Excerpted passage =>
No clear link exists between poor oral hygiene and the pathogenesis mechanism of the development of oral squamous cell carcinoma [2, 3]. In cases of poor oral hygiene, build-up of soft and hard plaque creates a favorable habitat for anaerobic bacteria that cause periodontitis. These bacterial species include Treponema denticola, whose metabolic products cause destruction of surrounding tissues and even bone loss [5]. Flagellated bacteria have flagella consisting of a flagellin, which is a solid, spatially structured protein. Patients with poor oral hygiene habits have a heavy plaque accumulation and a significantly higher anaerobic microflora of flagella compared to patients who maintain adequate oral health and hygiene [6-12].
When flagella bacteria die, gingival crevicular fluid and saliva wash away the flagellin as well as other bacterial fragments, endotoxins, and exotoxins. This mixture then settles on the floor of the mouth and starts to affect the local epithelium cells [13]. Smoking, alcohol consumption, poor oral hygiene, bacterial endotoxins (including lipopolysaccharides), and exotoxins irritate the mucosal epithelium, causing chronic inflammation to begin and persist [14]. In a healthy epithelium, the cells containing toll-like receptors 5 (TLR5) are only located at the basal layer. When an inflammation persists, these cells proliferate and migrate to the upper epithelial layer, where they make contact with oral fluids and can connect flagellin of the dead bacteria to the TLR5 receptors found in the membrane [2]. As stated in the literature, the TLR5–flagellin complex has various effects on different types of cells. For example, after they bind to flagellin, immune cells containing TLR5 become active and encourage the destruction of damaged, unhealthy, slowly proliferating, and undifferentiated cells. Meanwhile, after binding with flagellin, the epithelial cells containing TLR5 are encouraged to secrete cytokines and chemokines. These signalling proteins can lead to unregulated cell division and the development of carcinoma cells, as well as their invasive migration into the surrounding tissues. This balance can be disrupted by protracted or recurring inflammation [2, 15-17].
Furthermore, other authors have found a significant link between TLR5 and the flagellin protein in the carcinogenesis of the stomach, salivary glands, and tongue [2, 3, 18, 19]. The flagellin protein binds directly to TLR5 in the epithelial cells and initiates transcription in the nucleus, leading to the synthesis of interleukins 1β and 6 (IL-1β and IL-6), which have been found to significantly influence carcinogenesis [3, 6].
This study aims to identify the relationship between floor-of-mouth squamous cell carcinoma (FOM SCC) and patients’ oral hygiene, particularly investigating their levels of flagellin, TLR5, IL-1β, and IL-6.
Materials and Methods
Patients and study design
Experimental groups
The Lithuanian University of Health Science’s (LUHS) Bioethics Center’s permission (No. BEC–OF–04) was obtained for this study. The study involved 45 patients who were hospitalised in the Facial and Maxillofacial Surgery Department of the Hospital of LUHS.

[Records contained in a dataset]
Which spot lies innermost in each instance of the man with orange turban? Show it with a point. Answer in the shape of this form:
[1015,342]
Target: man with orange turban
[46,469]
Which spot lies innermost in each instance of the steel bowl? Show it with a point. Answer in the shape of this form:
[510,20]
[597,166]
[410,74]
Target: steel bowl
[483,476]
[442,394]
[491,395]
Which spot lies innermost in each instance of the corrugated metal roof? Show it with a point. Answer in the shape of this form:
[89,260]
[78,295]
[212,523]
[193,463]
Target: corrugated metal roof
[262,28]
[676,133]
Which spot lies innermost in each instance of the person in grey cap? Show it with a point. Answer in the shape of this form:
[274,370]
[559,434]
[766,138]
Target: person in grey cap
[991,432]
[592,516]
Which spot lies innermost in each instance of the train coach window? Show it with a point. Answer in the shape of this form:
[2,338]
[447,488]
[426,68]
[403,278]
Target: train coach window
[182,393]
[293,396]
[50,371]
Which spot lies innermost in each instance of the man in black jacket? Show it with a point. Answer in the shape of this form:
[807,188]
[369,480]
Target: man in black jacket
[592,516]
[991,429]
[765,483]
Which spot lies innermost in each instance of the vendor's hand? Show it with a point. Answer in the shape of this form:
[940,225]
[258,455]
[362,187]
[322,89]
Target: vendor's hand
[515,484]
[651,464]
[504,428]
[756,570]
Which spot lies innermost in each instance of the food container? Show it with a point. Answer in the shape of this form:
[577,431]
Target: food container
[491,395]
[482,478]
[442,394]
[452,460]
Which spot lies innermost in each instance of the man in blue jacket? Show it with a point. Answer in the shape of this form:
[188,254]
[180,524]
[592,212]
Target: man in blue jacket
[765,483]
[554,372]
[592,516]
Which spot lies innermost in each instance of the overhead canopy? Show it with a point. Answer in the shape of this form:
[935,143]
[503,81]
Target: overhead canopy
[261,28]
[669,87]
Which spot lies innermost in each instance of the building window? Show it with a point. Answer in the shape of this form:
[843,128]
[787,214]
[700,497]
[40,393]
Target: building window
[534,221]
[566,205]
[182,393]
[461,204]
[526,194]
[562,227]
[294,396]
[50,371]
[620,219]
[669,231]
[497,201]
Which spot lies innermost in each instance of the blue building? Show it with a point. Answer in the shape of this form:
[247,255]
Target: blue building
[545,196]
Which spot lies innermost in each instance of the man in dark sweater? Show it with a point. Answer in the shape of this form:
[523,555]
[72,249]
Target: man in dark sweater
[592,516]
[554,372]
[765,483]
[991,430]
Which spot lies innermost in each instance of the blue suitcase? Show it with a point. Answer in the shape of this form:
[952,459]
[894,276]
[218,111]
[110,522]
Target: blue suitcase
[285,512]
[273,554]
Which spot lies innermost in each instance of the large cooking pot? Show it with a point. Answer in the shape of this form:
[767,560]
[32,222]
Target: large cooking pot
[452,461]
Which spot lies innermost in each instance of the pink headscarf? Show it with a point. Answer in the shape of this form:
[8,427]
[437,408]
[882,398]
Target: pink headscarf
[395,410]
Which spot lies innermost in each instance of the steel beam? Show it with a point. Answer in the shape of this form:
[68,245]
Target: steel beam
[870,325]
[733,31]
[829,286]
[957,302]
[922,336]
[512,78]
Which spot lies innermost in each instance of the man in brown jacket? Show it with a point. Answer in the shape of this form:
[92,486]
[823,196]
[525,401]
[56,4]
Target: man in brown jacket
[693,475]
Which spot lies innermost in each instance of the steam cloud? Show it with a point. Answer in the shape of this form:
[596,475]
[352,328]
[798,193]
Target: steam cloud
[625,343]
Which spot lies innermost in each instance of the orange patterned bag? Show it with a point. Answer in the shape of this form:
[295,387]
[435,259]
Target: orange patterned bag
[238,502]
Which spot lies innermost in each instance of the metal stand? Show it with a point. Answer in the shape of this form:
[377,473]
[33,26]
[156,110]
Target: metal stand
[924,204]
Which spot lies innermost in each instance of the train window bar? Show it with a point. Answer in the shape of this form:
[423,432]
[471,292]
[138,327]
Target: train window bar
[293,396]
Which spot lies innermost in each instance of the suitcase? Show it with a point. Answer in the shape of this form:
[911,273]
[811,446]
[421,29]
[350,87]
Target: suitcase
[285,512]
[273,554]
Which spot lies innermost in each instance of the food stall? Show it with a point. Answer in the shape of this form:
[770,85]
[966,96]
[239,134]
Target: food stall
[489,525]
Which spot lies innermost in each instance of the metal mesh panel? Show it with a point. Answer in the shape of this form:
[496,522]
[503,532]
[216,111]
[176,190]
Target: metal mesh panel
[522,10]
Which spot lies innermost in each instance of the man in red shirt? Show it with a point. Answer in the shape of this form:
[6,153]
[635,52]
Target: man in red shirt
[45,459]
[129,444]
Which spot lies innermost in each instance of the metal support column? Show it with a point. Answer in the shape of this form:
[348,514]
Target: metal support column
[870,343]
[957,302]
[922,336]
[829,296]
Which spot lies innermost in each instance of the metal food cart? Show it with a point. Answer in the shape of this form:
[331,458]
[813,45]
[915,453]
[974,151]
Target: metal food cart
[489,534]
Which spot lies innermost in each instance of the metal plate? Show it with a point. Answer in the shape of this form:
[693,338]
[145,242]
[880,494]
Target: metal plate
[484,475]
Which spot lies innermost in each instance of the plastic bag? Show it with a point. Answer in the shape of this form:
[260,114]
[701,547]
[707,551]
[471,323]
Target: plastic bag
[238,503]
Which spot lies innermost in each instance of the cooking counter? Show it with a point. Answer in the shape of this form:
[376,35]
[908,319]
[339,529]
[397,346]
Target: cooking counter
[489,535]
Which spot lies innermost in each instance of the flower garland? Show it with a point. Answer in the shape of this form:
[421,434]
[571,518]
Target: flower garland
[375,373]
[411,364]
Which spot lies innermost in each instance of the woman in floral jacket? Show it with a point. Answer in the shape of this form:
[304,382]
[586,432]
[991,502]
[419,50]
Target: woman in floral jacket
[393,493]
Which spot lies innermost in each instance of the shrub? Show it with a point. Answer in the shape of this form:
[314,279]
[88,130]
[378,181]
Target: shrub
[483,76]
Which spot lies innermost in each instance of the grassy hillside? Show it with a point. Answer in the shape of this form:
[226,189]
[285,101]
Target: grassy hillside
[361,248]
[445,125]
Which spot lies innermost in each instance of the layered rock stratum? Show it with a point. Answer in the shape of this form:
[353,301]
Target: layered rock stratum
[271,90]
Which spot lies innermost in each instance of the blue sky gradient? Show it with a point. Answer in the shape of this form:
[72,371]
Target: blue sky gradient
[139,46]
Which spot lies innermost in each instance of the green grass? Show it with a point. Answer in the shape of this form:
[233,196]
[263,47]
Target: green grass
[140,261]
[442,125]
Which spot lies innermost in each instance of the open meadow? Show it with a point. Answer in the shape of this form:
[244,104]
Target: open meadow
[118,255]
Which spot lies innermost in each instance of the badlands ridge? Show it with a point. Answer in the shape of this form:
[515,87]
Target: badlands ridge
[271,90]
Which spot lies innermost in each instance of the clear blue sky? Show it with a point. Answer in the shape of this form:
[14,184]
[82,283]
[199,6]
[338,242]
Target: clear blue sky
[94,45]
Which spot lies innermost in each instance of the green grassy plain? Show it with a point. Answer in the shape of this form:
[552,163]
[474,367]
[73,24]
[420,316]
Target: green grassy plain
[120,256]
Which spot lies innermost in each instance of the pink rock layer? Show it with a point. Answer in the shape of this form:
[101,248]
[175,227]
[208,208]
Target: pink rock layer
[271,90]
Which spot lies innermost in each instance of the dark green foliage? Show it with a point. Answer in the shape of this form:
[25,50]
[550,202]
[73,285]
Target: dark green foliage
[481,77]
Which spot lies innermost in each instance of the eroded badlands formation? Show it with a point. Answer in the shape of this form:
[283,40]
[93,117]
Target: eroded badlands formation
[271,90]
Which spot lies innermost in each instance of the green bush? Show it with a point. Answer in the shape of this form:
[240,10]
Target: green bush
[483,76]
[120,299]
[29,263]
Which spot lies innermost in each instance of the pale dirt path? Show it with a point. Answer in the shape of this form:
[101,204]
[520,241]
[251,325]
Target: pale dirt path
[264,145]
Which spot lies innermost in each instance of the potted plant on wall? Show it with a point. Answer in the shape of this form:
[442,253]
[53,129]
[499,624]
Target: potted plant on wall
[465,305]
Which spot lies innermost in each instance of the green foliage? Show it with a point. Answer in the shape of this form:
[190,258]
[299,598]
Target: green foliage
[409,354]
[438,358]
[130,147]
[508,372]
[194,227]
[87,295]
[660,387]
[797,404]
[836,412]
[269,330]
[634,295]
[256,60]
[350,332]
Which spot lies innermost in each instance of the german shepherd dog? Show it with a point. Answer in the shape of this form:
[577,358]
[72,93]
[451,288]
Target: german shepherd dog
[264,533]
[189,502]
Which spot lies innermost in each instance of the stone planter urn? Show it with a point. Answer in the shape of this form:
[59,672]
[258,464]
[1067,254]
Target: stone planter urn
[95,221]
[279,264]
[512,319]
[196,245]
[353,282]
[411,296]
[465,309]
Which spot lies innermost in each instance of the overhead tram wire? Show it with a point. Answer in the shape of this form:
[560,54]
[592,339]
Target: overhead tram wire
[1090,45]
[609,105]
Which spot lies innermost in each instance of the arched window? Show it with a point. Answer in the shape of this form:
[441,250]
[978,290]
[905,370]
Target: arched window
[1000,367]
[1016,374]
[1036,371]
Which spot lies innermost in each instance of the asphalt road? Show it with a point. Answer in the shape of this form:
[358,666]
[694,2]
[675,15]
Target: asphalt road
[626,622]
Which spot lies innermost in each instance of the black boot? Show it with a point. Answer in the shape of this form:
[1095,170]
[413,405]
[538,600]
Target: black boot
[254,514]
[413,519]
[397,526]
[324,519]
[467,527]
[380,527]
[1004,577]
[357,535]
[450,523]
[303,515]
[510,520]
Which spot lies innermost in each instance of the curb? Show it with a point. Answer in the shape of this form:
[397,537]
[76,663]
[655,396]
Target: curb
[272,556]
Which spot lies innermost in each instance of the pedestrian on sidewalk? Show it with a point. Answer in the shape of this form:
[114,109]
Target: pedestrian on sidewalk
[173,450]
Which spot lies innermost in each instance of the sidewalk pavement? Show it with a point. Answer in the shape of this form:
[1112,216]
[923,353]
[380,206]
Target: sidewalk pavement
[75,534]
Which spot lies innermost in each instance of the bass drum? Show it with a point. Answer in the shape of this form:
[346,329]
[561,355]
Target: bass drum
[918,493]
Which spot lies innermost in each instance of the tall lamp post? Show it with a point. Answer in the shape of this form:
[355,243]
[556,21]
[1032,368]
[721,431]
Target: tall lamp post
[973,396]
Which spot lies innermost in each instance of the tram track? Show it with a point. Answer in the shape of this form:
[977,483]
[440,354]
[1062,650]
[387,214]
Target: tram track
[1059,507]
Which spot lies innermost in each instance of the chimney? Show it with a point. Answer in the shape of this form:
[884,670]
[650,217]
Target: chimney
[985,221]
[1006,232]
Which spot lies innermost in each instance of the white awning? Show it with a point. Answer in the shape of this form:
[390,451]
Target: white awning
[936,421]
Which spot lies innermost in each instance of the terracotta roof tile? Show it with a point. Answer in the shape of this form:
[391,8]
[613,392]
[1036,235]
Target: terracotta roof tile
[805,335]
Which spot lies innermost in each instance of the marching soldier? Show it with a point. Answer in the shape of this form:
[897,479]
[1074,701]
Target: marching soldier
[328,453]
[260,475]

Prompt 1 => List every factor that the passage on oral hygiene and carcinoma names as irritating the mucosal epithelium.
Prompt 2 => Copy the passage on oral hygiene and carcinoma starting with "No clear link" and going on through "and hygiene [6-12].".
Prompt 3 => In a healthy epithelium, where are the cells containing toll-like receptors 5 located, according to the passage on oral hygiene and carcinoma?

Written answer 1 =>
- Smoking
- Alcohol consumption
- Poor oral hygiene
- Bacterial endotoxins (including lipopolysaccharides)
- Exotoxins

Written answer 2 =>
No clear link exists between poor oral hygiene and the pathogenesis mechanism of the development of oral squamous cell carcinoma [2, 3]. In cases of poor oral hygiene, build-up of soft and hard plaque creates a favorable habitat for anaerobic bacteria that cause periodontitis. These bacterial species include Treponema denticola, whose metabolic products cause destruction of surrounding tissues and even bone loss [5]. Flagellated bacteria have flagella consisting of a flagellin, which is a solid, spatially structured protein. Patients with poor oral hygiene habits have a heavy plaque accumulation and a significantly higher anaerobic microflora of flagella compared to patients who maintain adequate oral health and hygiene [6-12].

Written answer 3 => Only at the basal layer.